- AIM
Please reproduce the data below line for line, with no changes.

(Stored data)
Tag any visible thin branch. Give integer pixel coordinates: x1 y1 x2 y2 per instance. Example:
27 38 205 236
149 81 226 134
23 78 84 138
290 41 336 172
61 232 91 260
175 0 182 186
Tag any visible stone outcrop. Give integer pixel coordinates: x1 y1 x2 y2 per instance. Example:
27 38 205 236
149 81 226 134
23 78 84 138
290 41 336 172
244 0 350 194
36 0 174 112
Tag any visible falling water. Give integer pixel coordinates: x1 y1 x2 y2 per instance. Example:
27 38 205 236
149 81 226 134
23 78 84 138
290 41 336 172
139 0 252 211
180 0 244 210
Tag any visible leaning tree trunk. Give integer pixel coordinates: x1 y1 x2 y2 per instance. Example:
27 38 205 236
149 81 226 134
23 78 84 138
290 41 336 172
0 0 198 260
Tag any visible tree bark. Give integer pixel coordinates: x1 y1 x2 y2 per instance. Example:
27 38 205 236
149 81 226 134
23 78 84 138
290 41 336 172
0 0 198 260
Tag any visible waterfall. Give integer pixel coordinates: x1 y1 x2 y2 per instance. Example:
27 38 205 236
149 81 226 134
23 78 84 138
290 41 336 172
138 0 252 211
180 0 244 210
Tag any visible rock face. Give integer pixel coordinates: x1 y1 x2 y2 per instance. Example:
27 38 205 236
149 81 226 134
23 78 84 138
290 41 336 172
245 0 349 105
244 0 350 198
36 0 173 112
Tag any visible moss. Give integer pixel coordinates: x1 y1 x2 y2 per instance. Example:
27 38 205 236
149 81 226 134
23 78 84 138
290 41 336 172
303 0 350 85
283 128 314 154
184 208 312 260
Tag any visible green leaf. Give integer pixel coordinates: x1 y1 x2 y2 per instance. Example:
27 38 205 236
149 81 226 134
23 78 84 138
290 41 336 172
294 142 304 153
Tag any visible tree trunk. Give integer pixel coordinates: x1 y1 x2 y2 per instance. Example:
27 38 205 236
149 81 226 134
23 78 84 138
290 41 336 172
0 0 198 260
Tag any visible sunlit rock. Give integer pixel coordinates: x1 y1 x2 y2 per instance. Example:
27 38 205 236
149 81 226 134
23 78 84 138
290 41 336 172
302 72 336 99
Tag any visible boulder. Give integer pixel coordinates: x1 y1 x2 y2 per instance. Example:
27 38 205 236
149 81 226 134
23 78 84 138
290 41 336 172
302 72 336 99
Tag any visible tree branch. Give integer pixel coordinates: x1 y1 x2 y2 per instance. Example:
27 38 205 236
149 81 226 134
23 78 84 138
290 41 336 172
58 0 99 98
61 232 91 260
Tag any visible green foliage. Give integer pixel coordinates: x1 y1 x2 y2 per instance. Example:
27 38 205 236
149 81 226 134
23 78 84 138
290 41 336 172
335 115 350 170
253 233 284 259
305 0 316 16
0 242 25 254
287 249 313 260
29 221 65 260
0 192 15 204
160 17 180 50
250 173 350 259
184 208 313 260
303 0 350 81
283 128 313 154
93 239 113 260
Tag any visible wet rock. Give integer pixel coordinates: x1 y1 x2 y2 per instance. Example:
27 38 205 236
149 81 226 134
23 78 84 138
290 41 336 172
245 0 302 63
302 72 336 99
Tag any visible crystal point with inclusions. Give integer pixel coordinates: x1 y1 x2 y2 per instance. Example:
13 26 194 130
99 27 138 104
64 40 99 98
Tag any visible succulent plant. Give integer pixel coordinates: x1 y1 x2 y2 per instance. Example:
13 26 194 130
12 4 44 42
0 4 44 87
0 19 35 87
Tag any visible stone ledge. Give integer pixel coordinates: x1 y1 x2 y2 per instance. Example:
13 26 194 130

- CORRECT ANSWER
Tag any visible thin branch. Give integer pixel coordinates: x1 y1 x2 y2 per instance. Example:
27 38 205 236
149 81 226 134
23 78 84 138
290 41 336 172
61 232 91 260
175 0 182 186
Tag any visible stone outcrop. Give integer pixel coordinates: x1 y1 x2 y2 per instance. Example:
27 38 205 236
149 81 226 134
23 78 84 138
290 41 336 172
244 0 350 194
36 0 174 112
Tag any visible falling water. Give integer pixel coordinates: x1 y1 x2 y2 per instance. Example:
27 38 205 236
149 81 226 134
23 78 84 138
290 41 336 172
139 0 252 211
180 0 244 210
Tag any visible leaning tree trunk. Give integer pixel coordinates: x1 y1 x2 y2 per instance. Example:
27 38 205 236
149 81 226 134
23 78 84 138
290 41 336 172
0 0 198 260
Tag any visible tree bark. Give integer pixel coordinates: x1 y1 x2 y2 per instance. Example:
27 38 205 236
149 81 226 134
23 78 84 138
290 41 336 172
0 0 198 260
Tag any visible waterfall. Give integer pixel coordinates: x1 y1 x2 y2 per instance. Example:
27 38 205 236
149 81 226 134
23 78 84 138
290 41 336 172
138 0 252 211
180 0 244 210
Tag any visible rock face. Give integer pixel coordinates: x1 y1 x2 y2 per instance. Example:
27 38 205 236
149 81 226 134
23 78 84 138
290 41 336 172
245 0 349 105
244 0 350 198
36 0 173 112
Tag any visible moss. Give integer pixel coordinates: x1 y1 x2 y2 per instance. Example:
27 38 205 236
149 81 226 134
23 78 84 138
290 41 336 172
303 0 350 85
283 128 314 154
184 208 312 260
Tag any visible green leaf. Give integer pixel coordinates: x1 y1 x2 y2 per instance. Example:
27 38 205 236
149 81 226 134
23 78 84 138
290 41 336 172
294 142 304 153
Tag any visible tree trunk. Give integer pixel coordinates: x1 y1 x2 y2 per instance. Example:
27 38 205 236
149 81 226 134
23 78 84 138
290 41 336 172
0 0 198 260
Tag any visible sunlit rock. Give integer pixel coordinates: x1 y1 x2 y2 per instance. Example:
27 38 205 236
149 81 226 134
23 78 84 138
290 41 336 172
302 72 336 99
Tag any visible boulder. Give integer pixel coordinates: x1 y1 x2 y2 per instance. Example:
27 38 205 236
149 81 226 134
23 78 84 138
290 41 336 172
302 72 336 99
Tag any visible tree branch. Give integer pixel coordinates: x1 y1 x2 y2 per instance. Example:
27 38 205 236
149 81 226 134
23 78 84 138
290 41 336 172
58 0 99 98
61 232 91 260
Tag any visible green foliage. Give integer pixel coordinates: x1 y1 x2 y2 per instance. Example:
27 38 205 236
149 81 226 134
23 78 84 138
290 41 336 172
335 115 350 170
253 233 284 259
305 0 316 16
0 242 25 254
287 249 313 260
29 221 65 260
0 192 15 204
160 17 180 50
250 173 350 259
184 208 313 260
303 0 350 81
283 128 313 154
93 239 113 260
Tag any visible wet rock. Give integer pixel coordinates: x1 y1 x2 y2 per instance. Example:
27 38 205 236
149 81 226 134
23 78 84 138
290 41 336 172
245 0 302 63
302 72 336 99
Tag any visible crystal point with inclusions. Give integer pixel coordinates: x1 y1 x2 y2 per instance. Example:
13 26 194 130
99 27 138 104
64 40 99 98
Tag any visible succulent plant. Give integer pixel coordinates: x1 y1 x2 y2 per instance. Example:
13 26 194 130
12 4 44 42
0 4 44 87
0 19 35 87
Tag any visible stone ledge. Give integer pixel coordinates: x1 y1 x2 y2 per instance. Example:
13 26 194 130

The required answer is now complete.